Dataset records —
---*---

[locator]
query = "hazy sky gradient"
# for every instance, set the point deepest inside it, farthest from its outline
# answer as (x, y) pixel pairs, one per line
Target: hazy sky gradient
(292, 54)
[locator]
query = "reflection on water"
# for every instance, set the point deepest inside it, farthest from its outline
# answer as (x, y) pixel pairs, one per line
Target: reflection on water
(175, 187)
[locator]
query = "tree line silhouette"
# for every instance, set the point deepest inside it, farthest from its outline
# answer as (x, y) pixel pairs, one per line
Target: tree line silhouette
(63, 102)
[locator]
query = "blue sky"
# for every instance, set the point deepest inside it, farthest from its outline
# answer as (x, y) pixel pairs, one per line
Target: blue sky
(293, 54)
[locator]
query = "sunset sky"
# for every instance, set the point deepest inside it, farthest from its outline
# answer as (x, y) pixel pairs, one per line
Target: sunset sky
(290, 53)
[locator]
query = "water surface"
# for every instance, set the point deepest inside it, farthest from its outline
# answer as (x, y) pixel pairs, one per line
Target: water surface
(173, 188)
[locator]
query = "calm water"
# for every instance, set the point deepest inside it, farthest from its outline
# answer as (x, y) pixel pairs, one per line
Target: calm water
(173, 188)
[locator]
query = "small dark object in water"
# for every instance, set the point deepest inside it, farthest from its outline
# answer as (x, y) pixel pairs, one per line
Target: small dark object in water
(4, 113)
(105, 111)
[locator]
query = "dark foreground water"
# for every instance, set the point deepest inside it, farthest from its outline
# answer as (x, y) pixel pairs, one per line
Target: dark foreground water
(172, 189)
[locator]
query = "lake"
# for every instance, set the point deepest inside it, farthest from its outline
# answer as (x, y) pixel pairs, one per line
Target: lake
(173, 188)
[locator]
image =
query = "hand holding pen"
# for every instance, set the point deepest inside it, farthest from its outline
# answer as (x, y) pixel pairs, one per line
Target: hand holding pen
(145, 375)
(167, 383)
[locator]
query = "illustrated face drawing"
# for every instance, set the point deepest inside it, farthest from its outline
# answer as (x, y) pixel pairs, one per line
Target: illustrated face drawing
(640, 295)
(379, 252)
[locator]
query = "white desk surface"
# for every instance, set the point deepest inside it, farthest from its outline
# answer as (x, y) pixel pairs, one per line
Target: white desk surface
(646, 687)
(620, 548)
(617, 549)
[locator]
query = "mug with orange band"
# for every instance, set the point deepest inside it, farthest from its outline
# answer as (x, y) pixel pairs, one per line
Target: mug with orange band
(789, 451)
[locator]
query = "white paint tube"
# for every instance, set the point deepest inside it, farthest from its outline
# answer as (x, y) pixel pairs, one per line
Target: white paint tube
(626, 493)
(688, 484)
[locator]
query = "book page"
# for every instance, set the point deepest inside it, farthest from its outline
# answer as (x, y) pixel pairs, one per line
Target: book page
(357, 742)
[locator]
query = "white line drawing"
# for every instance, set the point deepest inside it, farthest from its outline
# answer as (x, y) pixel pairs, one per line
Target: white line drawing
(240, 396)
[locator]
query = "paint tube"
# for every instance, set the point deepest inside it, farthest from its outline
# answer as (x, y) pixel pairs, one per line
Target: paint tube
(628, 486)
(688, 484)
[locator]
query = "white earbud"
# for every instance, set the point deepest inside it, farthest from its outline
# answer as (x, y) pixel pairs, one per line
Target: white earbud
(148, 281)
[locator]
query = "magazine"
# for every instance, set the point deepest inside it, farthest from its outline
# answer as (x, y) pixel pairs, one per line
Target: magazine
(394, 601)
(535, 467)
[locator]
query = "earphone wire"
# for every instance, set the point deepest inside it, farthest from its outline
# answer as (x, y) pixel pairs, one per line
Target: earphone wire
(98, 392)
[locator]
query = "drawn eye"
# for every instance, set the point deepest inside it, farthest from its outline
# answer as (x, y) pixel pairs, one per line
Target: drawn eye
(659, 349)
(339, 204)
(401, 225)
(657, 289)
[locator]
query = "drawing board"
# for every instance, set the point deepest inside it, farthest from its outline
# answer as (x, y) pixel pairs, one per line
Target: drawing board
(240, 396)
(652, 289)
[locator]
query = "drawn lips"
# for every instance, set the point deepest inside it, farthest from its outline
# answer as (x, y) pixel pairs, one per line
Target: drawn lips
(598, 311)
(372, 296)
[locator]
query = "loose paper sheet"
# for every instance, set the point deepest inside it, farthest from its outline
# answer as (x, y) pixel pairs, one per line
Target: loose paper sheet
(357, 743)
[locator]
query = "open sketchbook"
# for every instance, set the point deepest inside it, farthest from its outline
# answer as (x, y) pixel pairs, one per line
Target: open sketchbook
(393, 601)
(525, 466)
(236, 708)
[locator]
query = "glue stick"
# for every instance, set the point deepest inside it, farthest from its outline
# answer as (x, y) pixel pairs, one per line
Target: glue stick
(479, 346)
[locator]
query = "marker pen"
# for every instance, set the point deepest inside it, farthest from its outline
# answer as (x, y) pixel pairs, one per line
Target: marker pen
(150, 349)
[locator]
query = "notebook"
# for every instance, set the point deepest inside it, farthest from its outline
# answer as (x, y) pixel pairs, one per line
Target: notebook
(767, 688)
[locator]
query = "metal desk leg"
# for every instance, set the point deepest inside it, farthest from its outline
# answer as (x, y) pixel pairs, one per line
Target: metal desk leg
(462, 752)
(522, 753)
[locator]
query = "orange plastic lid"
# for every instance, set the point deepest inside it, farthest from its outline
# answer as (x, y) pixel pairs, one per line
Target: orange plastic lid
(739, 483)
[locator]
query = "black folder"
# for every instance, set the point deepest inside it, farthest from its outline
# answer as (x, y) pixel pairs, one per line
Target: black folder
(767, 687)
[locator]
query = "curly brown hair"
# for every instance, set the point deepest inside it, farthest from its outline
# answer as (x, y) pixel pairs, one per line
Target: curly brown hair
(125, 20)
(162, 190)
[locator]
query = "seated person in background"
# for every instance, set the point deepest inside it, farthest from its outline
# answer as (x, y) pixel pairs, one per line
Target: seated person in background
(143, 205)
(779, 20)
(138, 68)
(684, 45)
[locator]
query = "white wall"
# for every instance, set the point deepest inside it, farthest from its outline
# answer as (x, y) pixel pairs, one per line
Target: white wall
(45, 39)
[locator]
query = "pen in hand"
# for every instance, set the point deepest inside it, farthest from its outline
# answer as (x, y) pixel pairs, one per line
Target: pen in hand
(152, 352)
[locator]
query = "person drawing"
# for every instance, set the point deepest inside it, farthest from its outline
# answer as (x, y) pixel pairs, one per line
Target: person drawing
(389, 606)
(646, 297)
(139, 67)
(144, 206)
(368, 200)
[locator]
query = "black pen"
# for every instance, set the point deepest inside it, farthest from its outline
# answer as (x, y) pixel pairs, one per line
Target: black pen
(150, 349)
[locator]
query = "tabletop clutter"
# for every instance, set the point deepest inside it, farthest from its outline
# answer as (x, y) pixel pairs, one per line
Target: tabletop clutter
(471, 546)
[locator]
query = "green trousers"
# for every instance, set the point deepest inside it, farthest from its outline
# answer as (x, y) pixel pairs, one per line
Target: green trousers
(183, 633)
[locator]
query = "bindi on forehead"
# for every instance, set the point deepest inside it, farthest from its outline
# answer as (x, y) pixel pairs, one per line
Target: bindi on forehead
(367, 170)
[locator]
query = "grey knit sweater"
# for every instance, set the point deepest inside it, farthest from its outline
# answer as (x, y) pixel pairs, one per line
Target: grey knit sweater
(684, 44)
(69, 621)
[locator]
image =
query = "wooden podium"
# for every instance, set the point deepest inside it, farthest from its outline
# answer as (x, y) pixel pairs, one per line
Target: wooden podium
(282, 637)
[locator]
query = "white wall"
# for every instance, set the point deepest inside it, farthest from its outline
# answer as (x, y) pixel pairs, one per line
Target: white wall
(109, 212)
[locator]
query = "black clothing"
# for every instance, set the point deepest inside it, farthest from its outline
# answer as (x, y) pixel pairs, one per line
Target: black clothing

---*---

INSTRUCTIONS FOR THE TASK — Locate every line of the material above that contains the string "wooden", and copy each such line in full. Matching is case-sensitive.

SOLUTION FOR THIS PROBLEM —
query = "wooden podium"
Target: wooden podium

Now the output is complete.